- Exercise -
Return, word for word, only the lines of the data below that lie between the line with "[locate] village house" and the line with "[locate] man's hair", those two lines included.

- Recorded data -
+++

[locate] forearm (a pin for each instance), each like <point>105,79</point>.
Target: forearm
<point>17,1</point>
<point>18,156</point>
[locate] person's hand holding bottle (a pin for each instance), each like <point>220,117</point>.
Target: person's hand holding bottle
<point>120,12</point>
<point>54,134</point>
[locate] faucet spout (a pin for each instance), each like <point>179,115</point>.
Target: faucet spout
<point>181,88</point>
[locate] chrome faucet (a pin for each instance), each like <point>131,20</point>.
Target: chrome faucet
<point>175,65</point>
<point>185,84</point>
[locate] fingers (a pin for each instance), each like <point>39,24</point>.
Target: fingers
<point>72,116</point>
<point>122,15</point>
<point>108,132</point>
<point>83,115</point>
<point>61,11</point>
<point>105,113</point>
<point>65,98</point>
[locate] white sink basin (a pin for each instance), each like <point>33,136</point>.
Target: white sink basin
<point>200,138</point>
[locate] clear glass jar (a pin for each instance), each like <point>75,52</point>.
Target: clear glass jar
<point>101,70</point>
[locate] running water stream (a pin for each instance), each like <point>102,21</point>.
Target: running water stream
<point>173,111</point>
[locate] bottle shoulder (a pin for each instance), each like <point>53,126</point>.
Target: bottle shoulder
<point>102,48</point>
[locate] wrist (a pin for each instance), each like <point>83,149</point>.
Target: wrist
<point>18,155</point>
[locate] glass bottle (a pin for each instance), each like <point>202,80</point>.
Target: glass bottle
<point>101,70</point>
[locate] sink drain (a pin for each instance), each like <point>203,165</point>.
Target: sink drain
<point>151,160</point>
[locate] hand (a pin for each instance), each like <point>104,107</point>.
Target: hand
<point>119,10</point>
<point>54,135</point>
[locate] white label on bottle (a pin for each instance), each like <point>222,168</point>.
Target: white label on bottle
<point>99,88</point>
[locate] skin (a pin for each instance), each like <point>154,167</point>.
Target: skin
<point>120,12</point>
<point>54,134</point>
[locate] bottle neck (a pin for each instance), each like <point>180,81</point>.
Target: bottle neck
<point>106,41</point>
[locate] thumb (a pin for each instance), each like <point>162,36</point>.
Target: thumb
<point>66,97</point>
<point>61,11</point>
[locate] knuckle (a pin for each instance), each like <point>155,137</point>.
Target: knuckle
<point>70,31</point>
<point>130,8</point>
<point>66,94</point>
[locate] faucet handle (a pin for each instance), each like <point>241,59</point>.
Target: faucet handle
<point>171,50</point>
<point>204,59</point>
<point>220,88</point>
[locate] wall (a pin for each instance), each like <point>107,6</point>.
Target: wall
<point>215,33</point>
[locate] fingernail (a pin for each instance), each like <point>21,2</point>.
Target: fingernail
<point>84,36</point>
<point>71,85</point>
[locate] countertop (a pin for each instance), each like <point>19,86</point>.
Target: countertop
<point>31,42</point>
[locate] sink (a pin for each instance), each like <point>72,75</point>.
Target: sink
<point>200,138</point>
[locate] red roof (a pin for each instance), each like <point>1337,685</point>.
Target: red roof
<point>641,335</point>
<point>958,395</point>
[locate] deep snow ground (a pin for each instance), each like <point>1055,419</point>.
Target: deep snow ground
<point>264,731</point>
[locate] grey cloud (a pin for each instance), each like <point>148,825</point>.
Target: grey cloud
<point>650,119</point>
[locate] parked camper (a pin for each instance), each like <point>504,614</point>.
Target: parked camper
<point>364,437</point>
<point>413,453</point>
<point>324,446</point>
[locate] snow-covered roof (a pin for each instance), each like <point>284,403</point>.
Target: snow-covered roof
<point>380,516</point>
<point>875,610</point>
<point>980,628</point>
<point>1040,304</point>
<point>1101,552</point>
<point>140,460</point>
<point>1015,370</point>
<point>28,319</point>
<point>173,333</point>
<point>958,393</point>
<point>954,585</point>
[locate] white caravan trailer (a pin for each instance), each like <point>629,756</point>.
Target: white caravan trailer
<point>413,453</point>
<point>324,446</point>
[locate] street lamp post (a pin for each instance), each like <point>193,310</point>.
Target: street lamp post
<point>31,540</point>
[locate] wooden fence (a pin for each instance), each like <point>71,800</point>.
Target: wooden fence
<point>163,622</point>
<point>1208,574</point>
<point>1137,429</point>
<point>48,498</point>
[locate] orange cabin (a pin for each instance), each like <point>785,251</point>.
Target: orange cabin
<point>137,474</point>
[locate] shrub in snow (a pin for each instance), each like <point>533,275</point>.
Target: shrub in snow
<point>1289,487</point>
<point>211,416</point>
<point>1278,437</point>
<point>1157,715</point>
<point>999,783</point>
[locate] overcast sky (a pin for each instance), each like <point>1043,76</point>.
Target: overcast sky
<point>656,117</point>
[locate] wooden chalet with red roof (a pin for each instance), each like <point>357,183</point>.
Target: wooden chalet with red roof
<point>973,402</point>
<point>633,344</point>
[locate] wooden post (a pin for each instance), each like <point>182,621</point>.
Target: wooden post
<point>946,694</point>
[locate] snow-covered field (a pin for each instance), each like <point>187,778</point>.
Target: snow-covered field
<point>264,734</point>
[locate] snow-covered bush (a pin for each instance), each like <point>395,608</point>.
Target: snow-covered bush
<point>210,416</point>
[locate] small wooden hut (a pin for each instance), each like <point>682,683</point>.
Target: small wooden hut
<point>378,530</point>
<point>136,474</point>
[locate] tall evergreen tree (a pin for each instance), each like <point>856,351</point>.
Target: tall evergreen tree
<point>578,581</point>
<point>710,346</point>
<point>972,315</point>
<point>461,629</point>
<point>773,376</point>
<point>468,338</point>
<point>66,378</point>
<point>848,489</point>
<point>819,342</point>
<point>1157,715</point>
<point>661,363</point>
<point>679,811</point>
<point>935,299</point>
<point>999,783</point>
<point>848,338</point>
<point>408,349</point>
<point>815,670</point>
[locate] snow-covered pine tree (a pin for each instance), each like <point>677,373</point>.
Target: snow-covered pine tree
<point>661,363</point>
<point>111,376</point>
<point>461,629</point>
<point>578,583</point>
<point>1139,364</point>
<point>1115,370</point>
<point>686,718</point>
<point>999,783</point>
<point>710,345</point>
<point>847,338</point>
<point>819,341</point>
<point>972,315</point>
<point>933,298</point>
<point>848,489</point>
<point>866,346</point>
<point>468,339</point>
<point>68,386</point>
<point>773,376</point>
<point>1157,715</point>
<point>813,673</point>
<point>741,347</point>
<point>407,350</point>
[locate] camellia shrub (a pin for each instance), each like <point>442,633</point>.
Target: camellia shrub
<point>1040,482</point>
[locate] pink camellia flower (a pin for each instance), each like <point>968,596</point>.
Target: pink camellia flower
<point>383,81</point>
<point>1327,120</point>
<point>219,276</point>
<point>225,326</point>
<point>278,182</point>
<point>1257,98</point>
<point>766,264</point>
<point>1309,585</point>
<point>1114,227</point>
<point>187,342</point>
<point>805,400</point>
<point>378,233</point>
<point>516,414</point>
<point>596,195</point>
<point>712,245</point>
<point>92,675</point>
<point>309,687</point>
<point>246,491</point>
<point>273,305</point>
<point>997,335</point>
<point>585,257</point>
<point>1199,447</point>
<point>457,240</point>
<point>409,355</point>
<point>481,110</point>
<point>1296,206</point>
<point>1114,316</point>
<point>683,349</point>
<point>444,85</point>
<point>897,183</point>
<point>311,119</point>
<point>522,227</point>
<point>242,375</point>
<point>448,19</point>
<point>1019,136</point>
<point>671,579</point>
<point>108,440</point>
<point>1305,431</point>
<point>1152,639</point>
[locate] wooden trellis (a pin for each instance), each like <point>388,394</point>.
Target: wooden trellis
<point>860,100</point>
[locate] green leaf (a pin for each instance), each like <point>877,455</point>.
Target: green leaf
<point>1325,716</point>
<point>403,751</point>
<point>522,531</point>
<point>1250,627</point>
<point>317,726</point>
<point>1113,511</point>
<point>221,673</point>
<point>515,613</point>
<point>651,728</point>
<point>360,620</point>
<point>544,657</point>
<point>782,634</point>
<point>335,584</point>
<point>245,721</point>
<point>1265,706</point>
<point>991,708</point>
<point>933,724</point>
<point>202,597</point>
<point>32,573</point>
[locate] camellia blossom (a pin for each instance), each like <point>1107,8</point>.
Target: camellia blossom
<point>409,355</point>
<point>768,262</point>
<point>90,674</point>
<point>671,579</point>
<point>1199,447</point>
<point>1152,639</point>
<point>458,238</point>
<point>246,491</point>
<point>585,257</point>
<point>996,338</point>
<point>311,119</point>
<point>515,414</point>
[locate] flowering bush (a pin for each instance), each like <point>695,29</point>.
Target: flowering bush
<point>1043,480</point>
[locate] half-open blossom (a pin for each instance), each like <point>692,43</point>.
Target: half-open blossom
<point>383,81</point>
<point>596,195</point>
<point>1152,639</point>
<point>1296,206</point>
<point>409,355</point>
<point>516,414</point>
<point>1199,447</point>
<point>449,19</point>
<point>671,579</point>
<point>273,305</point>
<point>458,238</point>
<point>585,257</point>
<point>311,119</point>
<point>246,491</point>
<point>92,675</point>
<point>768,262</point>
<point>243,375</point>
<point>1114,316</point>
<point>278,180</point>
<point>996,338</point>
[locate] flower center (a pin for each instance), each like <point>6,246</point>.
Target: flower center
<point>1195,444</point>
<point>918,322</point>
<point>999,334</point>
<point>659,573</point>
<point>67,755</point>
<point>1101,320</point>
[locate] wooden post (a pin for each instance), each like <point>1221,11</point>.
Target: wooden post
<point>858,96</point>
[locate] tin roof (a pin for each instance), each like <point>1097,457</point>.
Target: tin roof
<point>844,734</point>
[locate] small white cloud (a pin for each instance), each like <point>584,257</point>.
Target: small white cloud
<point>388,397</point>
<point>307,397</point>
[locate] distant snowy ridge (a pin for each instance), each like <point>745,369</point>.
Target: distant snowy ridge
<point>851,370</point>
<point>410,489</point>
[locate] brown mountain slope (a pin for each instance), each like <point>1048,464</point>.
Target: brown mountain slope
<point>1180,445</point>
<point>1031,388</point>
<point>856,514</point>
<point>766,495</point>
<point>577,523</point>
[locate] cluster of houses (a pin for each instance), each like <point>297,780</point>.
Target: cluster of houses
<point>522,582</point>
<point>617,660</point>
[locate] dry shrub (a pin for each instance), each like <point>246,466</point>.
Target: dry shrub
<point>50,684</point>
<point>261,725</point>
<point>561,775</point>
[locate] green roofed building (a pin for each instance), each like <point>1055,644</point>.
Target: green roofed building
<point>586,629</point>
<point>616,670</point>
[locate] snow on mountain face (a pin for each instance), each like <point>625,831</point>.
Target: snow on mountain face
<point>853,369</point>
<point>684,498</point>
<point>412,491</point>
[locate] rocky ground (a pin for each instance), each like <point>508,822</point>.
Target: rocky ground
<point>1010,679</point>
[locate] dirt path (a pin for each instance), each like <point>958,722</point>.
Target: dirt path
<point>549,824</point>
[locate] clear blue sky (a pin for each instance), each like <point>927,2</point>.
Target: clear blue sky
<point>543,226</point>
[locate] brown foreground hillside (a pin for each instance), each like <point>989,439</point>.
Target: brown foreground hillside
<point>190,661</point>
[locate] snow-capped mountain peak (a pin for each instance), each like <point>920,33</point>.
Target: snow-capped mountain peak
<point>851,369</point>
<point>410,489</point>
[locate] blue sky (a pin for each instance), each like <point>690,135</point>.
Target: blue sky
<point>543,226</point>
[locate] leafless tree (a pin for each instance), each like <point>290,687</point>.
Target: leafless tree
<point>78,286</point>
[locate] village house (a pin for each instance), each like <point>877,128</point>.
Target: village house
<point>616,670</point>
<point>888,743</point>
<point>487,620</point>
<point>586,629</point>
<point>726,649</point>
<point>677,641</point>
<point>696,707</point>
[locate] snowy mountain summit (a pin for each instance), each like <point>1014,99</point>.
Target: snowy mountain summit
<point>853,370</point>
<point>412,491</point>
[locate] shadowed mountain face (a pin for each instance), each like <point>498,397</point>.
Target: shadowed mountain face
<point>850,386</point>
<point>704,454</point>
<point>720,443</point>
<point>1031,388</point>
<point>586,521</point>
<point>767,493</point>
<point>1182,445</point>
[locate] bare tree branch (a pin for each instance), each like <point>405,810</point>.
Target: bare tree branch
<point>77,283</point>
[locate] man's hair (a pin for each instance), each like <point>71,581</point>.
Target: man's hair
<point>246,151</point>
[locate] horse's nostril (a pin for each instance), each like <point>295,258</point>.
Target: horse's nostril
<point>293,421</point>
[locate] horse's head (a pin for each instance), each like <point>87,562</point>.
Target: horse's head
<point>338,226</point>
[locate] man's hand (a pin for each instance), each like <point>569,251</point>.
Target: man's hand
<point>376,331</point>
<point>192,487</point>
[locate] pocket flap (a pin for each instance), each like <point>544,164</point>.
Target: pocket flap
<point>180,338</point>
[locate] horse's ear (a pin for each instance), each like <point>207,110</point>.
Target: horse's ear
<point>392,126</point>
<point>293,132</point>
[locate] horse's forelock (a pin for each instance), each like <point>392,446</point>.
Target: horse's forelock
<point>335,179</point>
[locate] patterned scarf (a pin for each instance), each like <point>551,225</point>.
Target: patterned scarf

+++

- Task response -
[locate] village house (a pin for each instance), each like <point>877,128</point>.
Target: village house
<point>616,670</point>
<point>888,743</point>
<point>487,620</point>
<point>586,629</point>
<point>726,649</point>
<point>677,641</point>
<point>696,707</point>
[locate] snowy mountain summit (a pin for each instance), each like <point>1014,99</point>.
Target: snowy mountain summit
<point>853,370</point>
<point>412,491</point>
[locate] shadowed mountain face (a pin for each instance), each like <point>498,397</point>.
Target: shadowed mountain face
<point>850,386</point>
<point>704,454</point>
<point>720,443</point>
<point>1031,388</point>
<point>586,521</point>
<point>767,493</point>
<point>1182,445</point>
[locate] bare tree branch (a pin for each instance), each like <point>405,810</point>.
Target: bare tree branch
<point>77,283</point>
[locate] man's hair (a pin for each instance), each like <point>71,581</point>.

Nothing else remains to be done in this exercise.